*Work instructions*:
Wherever a line holds the word "call", copy that line from the data.

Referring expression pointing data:
========

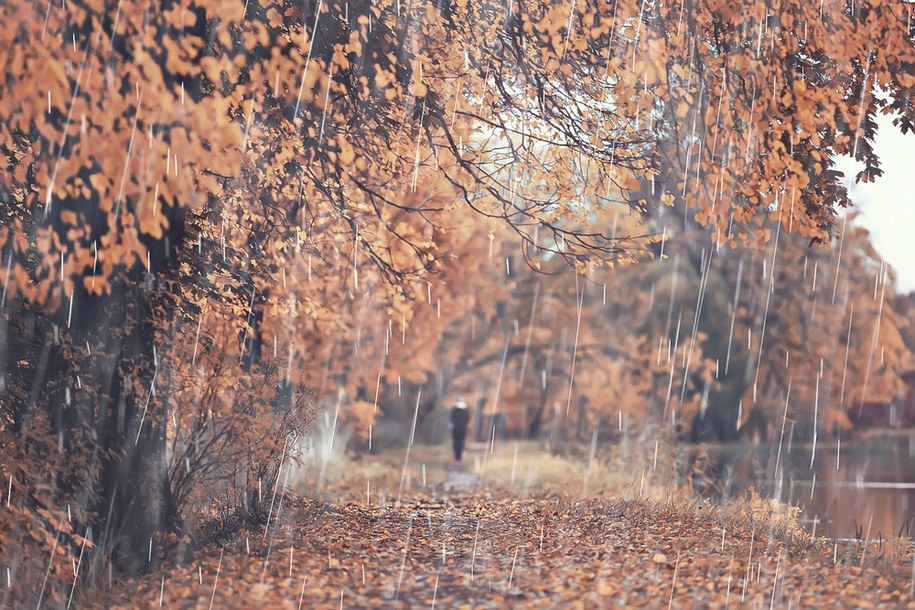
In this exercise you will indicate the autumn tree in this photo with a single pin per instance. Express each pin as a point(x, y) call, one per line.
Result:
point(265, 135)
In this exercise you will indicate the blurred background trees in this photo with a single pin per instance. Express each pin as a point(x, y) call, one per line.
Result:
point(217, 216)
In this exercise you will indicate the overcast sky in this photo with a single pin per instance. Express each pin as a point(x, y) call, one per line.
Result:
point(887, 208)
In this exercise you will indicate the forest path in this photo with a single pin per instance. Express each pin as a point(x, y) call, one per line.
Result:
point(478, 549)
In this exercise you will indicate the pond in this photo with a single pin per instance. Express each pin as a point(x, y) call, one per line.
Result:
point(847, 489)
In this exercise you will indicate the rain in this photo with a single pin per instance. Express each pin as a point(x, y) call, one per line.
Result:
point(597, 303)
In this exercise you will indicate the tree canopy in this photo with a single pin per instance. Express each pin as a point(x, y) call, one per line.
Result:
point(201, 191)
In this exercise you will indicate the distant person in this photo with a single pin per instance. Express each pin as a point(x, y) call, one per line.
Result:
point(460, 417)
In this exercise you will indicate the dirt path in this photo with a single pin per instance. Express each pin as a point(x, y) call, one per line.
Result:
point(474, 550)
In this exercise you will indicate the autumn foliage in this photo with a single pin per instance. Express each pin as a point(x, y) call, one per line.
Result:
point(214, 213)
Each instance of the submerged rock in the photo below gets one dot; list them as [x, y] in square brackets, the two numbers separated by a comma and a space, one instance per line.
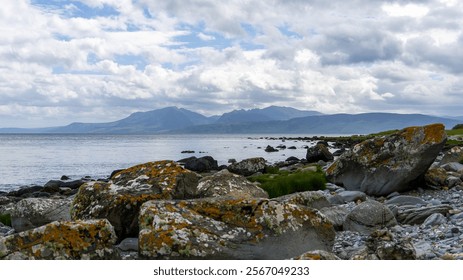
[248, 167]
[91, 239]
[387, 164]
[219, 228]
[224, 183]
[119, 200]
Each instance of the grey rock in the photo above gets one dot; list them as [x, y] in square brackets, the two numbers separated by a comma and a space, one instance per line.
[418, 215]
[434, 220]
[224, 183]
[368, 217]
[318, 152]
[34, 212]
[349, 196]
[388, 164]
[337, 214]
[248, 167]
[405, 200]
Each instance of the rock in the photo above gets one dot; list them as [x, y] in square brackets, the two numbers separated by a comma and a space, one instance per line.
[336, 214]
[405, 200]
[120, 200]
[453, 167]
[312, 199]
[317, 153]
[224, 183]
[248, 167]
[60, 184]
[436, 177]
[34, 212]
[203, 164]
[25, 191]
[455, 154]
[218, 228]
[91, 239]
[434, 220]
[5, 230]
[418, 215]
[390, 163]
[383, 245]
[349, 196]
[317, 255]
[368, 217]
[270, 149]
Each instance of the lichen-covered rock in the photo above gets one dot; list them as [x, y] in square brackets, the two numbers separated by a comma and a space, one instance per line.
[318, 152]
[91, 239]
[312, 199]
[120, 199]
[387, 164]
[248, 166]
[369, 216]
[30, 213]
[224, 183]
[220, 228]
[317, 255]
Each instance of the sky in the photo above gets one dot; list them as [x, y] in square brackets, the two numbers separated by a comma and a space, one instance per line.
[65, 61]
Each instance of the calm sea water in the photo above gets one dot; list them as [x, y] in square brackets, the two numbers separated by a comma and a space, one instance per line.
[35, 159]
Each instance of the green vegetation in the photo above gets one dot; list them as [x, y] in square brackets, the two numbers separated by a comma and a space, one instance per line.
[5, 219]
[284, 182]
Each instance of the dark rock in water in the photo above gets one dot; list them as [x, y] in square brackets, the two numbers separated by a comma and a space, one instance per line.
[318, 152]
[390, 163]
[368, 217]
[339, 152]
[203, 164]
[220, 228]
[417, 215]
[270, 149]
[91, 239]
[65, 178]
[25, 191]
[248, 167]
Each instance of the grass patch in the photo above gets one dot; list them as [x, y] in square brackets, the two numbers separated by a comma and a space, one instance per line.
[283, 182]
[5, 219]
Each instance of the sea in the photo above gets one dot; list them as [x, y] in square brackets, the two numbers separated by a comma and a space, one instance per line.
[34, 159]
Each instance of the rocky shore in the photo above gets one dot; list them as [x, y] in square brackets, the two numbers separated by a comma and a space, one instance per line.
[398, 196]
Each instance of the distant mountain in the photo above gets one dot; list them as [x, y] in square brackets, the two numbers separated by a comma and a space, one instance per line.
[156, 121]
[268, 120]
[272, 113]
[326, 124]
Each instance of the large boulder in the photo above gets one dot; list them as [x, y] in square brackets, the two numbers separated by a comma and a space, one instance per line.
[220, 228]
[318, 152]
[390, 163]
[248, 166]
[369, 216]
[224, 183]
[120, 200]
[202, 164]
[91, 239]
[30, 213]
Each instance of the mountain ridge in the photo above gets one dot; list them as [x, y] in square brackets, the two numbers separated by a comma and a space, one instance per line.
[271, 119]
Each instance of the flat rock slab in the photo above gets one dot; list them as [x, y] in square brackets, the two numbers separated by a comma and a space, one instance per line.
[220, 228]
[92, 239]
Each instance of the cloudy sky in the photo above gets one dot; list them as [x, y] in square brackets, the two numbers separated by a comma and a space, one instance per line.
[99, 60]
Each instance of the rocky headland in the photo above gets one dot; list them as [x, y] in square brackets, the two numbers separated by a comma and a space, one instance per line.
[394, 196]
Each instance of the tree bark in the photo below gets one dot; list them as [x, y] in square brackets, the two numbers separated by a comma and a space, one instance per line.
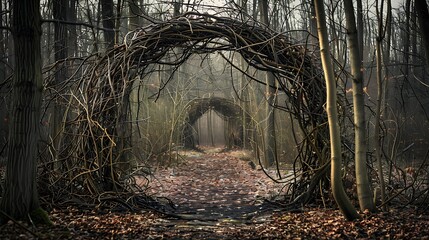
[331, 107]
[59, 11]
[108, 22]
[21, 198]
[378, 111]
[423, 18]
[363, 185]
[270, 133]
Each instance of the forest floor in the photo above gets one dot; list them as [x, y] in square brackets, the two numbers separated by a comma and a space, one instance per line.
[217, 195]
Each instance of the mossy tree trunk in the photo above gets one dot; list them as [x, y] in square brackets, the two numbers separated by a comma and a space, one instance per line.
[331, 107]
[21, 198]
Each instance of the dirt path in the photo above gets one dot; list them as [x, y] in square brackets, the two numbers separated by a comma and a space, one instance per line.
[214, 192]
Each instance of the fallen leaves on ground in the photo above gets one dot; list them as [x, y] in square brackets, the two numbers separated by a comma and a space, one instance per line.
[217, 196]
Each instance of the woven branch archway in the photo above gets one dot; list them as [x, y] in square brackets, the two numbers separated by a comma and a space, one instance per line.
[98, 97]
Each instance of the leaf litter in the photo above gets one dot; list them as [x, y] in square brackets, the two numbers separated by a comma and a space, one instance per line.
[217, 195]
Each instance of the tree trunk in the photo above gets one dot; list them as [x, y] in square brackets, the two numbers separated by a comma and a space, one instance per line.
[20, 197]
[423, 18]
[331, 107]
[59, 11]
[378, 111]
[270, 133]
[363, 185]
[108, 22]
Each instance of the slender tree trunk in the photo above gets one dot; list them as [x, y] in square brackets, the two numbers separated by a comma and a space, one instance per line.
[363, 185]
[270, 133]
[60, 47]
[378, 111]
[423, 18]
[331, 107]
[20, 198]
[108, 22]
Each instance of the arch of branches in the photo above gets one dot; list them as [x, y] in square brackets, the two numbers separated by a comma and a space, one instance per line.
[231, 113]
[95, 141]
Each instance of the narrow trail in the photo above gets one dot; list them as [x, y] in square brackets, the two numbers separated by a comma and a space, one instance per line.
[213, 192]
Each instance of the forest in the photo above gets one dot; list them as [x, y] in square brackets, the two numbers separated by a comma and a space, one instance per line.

========

*Response area*:
In this exercise you will indicate the autumn tree in this photo with a single pin per instance. Express each pin as a point(x, y) call, one per line.
In this exercise you will indicate the blurred background trees in this photo with a single pin per instance. Express each pin as a point(x, y) call, one per line.
In this exercise you will indicate the overcast sky in this photo with a single pin per instance. Express each pin as a point(x, y) call, one per line.
In this exercise you will indicate the forest path in this photo with a single pin per instance. Express each pin as a point(x, y) call, one per line.
In this exercise you will indicate the pond in this photo with a single pin per instance. Express each pin as a point(x, y) call, one per line.
In this exercise you will indicate the rain in this photo with a single pin per instance. Express each pin as a point(x, y) call, one per line.
In this exercise you will indicate the tree canopy in this photo with a single pin per instance. Express each pin as a point(x, y) call, one per line.
In this exercise you will indicate the distant person in this photo with a single pin per instance. Express each pin as a point(x, y) call, one per line.
In this exercise you will indicate the dirt path in this photo with a single pin per instance. Express each pin as a point(x, y) call, one per line.
In this exercise you will indicate the autumn foliage in this photo with a single pin per instance. Express each pin as a point(x, y) call, one per line.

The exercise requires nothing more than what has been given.